- **ИСХОДНЫЙ ТЕКСТ**:
Как бы то ни было, для людей, полностью воспринявших традиции и этос права войны, та составляющая военных действий, которая приводила к убийству гражданских лиц, которого можно было избежать, никогда не имела смысла. Авторы, пишущие на правовые, военные и гуманитарные темы, в период между войнами присоединились к обеспокоенным представителям широкой публики в их стремлении поддержать идею запретов и ограничений, которые должны быть наложены на это новое измерение войны, подобно тому как это имеет место в случае старых. Их заботы дали мало результатов. Эксперты по праву, собравшиеся в Гааге зимой 1922/23 гг., выработали проект некоторых правил, которые представляли собой, возможно, самый реалистичный компромисс, какой только мог быть достигнут на тот момент между этическими и правовыми принципами, с одной стороны, и военным реализмом — с другой. Военно-воздушные силы многих стран восприняли эти правила в целом достаточно серьезно, чтобы включить их полностью или частично в руководства по проведению военных операций, но ни одно государство их не ратифицировало. Однако государственные деятели достаточно хорошо понимали, что представляют собой принципы, которыми следует руководствоваться при разработке правил достойного ведения войны в воздухе. Классическая британская формулировка таких правил может с полным основанием служить образцом того, с чем согласились все национальные лидеры накануне Второй мировой войны, неважно, искренне или нет: «Во-первых, само по себе нанесение бомбовых ударов по гражданским лицам и преднамеренное нападение на гражданское население противоречат международному праву. Это безусловное нарушение международного права. Во-вторых, цели, по которым готовится нанесение удара с воздуха, должны быть законными военными целями, и они должны быть распознаваемы как таковые. В-третьих, при ударе по этим военным целям должны быть предприняты разумные меры предосторожности, для того чтобы из-за небрежности не нанести бомбовых ударов по гражданскому населению, находящемуся поблизости»[302].

- **НАБОР ДАННЫХ**:

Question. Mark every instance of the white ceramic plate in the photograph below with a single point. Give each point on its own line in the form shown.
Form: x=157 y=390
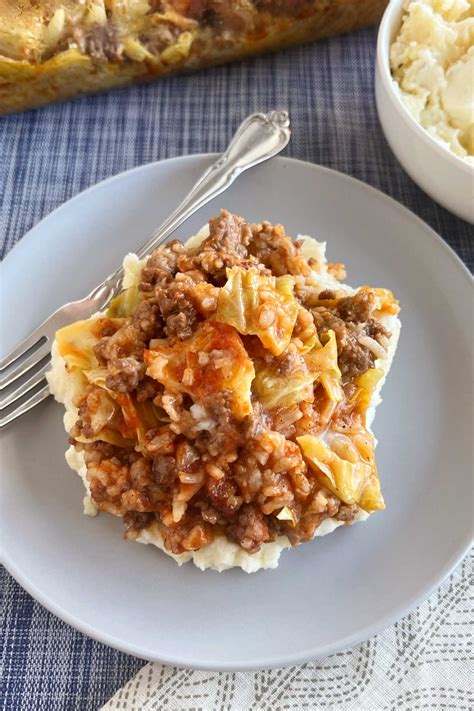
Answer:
x=325 y=595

- **ЗАДАНИЯ**:
1/ Когда эксперты по праву собирались в Гааге, если верить отрывку о воздушной войне?
2/ Назовите все принципы достойного ведения войны в воздухе, изложенные в британской формулировке, которую цитирует отрывок о воздушной войне.
3/ Напишите продолжение отрывка о воздушной войне, начиная сразу после его последнего предложения.

- **ОТВЕТЫ**:
1/ Зимой 1922/23 гг.

2/
1. Бомбовые удары по гражданским лицам и преднамеренное нападение на гражданское население противоречат международному праву.
2. Цели удара с воздуха должны быть законными военными целями, распознаваемыми как таковые.
3. При ударе по военным целям нужно принимать разумные меры предосторожности, чтобы по небрежности не бомбить гражданское население поблизости.

3/
На фоне этого авторитетного высказывания тем более удивительно выглядит высказанное вскоре после войны замечание имевшего наибольший стаж службы и наиболее активного командующего британской бомбардировочной авиацией, когда он попытался оправдать некоторые стороны своей деятельности: «Всегда можно привести аргументы за и против международного права, но так уже получается, что в том, что касается применения авиации в войне, никакого международного права не существует»[303]. Однако он избежал бы такого перехлеста, если бы ограничился утверждением, что право в этой сфере не слишком развито, а то, что имеется, остается в основном в области принципов, практическое приложение которых в обстоятельствах ужасной тотальной войны против исключительно гнусного врага не могло не стать предметом больших разногласий. В центре всего этого стоял тот же самый вопрос, который подняла Первая мировая война и который преследовал с тех пор экономически развитый мир: до какого предела, если вообще таковой существует, воюющая сторона может на законных основаниях нести смерть и разрушение неприятельской экономической и административной инфраструктуре, преследуя двойную цель: снизить боеспособность вооруженных сил противника и уменьшить готовность его населения и дальше нести бремя войны?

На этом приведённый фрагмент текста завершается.